::: Dati dell'esercizio :::
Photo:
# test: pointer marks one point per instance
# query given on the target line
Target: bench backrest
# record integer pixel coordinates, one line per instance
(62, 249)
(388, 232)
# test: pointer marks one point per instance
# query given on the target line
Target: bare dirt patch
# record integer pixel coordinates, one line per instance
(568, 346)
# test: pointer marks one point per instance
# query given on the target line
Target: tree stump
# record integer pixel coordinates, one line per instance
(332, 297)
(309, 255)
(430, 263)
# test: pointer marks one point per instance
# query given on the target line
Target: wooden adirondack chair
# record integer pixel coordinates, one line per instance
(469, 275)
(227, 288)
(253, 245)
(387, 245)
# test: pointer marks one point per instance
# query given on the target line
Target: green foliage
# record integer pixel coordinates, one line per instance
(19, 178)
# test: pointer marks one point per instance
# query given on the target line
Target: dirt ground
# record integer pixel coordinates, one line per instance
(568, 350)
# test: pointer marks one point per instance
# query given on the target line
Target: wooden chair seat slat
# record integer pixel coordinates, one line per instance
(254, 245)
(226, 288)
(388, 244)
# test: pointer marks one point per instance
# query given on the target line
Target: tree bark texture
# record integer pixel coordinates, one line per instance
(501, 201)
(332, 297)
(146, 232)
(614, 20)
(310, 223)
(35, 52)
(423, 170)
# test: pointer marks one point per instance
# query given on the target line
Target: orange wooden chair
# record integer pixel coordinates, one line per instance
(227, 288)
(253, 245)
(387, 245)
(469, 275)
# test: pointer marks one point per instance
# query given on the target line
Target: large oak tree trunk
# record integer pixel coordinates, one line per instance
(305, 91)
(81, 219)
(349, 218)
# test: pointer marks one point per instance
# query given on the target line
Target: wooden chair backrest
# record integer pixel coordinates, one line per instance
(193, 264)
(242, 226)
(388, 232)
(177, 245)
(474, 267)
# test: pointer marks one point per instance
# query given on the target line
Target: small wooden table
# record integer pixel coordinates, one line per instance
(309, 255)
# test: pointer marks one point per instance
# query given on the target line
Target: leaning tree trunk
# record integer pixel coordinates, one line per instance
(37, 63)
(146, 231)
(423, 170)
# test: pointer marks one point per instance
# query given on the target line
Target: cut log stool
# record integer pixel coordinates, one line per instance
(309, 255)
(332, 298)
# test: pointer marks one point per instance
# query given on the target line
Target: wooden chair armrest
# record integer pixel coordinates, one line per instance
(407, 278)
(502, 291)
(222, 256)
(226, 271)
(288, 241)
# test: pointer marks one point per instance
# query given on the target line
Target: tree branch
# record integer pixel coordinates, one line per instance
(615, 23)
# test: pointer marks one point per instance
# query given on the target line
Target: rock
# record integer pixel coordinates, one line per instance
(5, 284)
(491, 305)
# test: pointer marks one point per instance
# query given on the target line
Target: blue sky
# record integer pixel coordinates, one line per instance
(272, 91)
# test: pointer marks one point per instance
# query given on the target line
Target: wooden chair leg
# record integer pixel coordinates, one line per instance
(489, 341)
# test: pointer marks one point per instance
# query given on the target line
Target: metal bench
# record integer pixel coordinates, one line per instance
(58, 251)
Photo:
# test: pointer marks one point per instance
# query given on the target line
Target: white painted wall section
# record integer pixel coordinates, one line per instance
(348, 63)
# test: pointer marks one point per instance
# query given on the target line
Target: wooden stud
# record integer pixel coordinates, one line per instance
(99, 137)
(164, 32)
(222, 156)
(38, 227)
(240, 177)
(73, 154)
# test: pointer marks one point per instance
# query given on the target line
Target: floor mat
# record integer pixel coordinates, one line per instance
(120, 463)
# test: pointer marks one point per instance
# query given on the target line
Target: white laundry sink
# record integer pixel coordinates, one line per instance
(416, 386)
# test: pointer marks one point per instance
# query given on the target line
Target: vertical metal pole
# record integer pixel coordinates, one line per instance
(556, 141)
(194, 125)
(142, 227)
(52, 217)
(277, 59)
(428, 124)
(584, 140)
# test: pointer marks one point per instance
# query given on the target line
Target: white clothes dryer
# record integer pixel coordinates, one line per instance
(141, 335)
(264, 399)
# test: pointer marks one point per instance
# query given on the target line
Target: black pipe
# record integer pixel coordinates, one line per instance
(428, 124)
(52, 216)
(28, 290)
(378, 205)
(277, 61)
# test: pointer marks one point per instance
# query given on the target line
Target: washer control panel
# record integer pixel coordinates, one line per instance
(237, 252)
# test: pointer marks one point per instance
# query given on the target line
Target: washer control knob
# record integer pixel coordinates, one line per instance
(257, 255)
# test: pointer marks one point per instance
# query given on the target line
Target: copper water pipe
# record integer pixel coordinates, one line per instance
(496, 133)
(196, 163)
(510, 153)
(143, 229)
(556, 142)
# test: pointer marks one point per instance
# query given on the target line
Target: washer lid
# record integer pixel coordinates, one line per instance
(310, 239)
:::
Esercizio:
Seleziona ogni riga delle voci riportate sopra in cui compare la parola "dirt", tenendo conto di maiuscole e minuscole.

Risposta:
Target: bare dirt patch
Target: dirt ground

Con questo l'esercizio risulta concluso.